Using the listing below, copy every line that mentions "hair".

*** The data

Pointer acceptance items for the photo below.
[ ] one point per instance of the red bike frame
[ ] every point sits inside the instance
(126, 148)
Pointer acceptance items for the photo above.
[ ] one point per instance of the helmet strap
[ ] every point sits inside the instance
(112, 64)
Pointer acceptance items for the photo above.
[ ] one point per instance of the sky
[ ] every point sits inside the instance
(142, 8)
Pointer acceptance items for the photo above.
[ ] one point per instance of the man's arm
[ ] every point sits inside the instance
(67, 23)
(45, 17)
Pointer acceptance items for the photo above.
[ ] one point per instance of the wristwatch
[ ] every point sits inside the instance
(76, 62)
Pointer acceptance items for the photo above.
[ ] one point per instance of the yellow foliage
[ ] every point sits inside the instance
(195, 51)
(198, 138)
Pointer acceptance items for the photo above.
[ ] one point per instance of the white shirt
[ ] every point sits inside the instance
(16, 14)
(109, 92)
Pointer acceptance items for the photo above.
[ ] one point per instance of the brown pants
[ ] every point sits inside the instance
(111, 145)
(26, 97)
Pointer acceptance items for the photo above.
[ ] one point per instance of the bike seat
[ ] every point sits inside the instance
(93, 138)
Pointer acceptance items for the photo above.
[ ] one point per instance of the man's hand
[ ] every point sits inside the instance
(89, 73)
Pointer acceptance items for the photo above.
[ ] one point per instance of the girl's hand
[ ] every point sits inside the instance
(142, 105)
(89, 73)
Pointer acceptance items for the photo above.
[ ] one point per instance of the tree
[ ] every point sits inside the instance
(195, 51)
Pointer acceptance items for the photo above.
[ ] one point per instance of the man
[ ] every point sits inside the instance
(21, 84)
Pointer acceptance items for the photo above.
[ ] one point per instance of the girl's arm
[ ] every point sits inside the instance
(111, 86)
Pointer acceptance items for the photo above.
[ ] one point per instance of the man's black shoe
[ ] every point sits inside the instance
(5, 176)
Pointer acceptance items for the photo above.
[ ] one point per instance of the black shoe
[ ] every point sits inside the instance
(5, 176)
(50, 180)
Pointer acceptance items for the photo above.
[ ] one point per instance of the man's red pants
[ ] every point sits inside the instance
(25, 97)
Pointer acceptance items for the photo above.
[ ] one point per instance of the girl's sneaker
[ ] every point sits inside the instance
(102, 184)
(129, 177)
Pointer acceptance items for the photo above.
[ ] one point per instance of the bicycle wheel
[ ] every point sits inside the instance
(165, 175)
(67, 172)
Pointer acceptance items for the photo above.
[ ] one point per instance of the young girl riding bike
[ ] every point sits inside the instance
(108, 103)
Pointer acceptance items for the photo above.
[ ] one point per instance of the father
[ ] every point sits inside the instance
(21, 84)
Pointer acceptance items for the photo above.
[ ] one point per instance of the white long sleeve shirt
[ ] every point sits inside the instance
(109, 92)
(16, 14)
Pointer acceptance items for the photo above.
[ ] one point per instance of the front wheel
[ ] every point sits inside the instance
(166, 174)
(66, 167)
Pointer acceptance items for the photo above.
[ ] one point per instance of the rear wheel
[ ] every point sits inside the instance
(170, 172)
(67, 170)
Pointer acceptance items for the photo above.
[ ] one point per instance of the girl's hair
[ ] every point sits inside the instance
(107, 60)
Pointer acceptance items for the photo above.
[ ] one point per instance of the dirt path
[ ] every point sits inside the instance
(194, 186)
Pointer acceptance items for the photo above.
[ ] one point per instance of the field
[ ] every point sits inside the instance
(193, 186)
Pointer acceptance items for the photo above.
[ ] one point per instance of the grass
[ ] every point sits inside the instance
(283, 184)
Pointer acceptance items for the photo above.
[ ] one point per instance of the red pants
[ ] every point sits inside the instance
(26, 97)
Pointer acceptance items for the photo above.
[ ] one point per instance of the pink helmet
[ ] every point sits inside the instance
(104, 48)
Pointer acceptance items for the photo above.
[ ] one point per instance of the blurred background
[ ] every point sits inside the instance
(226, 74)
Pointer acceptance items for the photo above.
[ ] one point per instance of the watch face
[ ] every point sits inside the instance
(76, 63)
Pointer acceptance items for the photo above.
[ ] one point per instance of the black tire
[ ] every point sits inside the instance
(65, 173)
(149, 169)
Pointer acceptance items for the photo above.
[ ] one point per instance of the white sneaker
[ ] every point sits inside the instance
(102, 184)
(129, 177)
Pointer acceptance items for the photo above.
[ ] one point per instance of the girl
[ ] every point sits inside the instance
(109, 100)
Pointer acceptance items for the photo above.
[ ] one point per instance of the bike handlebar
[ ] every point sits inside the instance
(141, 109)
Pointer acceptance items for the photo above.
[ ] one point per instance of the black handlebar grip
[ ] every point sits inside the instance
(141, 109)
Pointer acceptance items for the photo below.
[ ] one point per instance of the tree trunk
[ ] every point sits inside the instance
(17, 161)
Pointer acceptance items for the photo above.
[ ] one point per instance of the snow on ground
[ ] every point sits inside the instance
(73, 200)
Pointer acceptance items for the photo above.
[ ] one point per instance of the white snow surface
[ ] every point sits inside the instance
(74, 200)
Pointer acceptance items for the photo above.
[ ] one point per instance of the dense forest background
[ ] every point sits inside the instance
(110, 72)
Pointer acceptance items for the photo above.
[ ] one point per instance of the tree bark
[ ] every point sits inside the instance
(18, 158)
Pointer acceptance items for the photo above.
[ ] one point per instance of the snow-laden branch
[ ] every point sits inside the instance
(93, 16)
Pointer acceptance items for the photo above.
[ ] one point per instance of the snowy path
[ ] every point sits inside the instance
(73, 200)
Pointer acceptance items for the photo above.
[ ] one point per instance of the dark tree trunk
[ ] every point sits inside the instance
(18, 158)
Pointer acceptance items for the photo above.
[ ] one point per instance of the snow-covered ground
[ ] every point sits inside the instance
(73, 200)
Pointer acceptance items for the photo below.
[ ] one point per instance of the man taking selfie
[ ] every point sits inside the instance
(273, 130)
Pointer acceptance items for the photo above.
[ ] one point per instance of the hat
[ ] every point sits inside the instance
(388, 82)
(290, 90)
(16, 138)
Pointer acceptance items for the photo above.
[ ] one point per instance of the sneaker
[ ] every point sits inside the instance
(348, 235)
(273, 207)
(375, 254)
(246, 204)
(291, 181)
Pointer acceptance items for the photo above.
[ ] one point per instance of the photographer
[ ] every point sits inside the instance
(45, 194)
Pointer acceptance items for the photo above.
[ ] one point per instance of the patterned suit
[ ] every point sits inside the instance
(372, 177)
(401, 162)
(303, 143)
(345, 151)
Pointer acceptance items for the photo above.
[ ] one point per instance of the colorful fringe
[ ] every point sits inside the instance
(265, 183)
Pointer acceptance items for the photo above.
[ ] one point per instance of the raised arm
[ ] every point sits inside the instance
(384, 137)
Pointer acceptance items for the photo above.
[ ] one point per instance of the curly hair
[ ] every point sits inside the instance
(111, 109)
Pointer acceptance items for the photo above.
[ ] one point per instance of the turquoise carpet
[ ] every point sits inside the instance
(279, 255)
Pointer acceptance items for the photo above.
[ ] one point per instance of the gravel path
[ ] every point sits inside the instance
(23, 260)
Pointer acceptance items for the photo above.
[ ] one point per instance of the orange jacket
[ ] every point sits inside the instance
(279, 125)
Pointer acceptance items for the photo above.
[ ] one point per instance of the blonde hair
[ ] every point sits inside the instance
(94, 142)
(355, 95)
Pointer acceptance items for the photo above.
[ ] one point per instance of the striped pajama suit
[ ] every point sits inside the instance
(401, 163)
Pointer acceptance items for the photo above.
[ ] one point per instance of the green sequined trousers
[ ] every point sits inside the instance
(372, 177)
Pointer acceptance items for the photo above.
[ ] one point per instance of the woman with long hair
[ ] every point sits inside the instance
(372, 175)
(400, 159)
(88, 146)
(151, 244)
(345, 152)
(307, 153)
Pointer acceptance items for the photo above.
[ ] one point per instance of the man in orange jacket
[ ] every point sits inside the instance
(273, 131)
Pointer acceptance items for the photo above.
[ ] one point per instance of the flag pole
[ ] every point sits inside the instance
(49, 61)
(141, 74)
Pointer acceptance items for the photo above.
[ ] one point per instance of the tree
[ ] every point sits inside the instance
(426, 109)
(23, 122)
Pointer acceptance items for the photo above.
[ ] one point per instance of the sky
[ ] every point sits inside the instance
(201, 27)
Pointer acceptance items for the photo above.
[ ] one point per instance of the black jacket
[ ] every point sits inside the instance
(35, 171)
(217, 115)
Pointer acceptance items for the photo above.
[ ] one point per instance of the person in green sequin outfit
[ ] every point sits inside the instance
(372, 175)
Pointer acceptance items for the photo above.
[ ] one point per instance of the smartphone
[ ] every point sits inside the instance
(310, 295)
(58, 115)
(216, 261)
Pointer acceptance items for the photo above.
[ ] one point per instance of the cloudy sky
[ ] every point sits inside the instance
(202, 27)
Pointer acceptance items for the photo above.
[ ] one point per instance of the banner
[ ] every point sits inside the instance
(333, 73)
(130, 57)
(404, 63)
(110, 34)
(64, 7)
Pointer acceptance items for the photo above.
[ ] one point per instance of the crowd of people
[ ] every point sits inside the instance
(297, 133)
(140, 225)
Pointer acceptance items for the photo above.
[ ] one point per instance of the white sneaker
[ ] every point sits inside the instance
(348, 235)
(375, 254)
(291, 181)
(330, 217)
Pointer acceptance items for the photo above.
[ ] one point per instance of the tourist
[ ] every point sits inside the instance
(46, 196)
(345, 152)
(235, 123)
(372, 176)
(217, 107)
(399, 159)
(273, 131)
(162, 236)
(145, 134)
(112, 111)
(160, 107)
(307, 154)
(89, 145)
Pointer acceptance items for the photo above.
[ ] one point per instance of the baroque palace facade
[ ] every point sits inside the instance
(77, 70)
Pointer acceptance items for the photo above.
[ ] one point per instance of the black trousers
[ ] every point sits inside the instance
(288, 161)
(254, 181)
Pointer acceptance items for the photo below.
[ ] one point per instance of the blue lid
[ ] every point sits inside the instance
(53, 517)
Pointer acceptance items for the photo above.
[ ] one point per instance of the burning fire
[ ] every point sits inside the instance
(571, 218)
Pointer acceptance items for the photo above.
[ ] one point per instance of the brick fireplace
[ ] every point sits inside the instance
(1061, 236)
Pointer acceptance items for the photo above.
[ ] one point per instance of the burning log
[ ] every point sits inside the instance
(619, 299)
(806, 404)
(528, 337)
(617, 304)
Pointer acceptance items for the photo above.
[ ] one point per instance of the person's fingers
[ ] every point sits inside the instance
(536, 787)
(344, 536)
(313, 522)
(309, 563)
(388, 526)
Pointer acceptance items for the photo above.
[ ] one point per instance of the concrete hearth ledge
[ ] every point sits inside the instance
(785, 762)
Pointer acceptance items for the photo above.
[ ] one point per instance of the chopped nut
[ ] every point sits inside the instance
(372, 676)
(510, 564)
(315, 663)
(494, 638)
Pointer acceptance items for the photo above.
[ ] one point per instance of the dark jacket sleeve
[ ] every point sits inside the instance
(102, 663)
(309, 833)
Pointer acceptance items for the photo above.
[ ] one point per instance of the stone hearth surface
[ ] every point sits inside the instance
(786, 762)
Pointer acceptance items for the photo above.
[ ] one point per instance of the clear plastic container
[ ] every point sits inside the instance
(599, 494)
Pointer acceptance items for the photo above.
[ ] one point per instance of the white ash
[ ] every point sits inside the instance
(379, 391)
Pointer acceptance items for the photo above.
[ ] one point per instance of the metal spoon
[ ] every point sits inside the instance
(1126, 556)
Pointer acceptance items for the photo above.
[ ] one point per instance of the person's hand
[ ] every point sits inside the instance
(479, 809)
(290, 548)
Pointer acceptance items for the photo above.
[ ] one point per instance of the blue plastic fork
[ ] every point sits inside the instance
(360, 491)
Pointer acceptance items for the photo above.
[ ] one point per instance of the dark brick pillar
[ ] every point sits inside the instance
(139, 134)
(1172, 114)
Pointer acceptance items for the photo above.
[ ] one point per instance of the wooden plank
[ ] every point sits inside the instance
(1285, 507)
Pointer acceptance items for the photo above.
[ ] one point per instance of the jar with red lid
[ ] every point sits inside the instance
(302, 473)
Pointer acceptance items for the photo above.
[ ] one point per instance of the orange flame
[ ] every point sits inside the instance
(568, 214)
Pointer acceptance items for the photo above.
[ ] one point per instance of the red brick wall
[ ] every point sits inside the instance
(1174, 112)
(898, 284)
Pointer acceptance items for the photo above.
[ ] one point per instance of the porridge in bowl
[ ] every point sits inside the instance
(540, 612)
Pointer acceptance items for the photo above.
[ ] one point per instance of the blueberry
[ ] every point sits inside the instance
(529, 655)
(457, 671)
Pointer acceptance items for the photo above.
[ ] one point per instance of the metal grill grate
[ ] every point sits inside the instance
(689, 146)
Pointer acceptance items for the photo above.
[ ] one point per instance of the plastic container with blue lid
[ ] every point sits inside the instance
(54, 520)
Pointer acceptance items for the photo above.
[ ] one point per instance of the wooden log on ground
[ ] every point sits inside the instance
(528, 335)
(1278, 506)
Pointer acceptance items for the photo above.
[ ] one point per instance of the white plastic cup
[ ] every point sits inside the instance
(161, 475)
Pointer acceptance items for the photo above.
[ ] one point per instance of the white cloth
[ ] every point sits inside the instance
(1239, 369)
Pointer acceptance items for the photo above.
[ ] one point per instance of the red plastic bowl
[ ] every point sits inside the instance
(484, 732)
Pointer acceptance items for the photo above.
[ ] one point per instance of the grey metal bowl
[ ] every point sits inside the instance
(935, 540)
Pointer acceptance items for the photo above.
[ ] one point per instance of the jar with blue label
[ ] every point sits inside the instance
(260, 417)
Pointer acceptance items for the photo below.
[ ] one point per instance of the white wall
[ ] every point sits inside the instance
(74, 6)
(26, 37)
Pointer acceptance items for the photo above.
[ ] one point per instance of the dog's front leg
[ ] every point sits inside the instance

******

### [Reply]
[ ] one point per instance of the girl's hair
[ ] one point per instance of the curly hair
[ ] one point per instance of the blonde hair
[ ] one point per instance of the woman with long hair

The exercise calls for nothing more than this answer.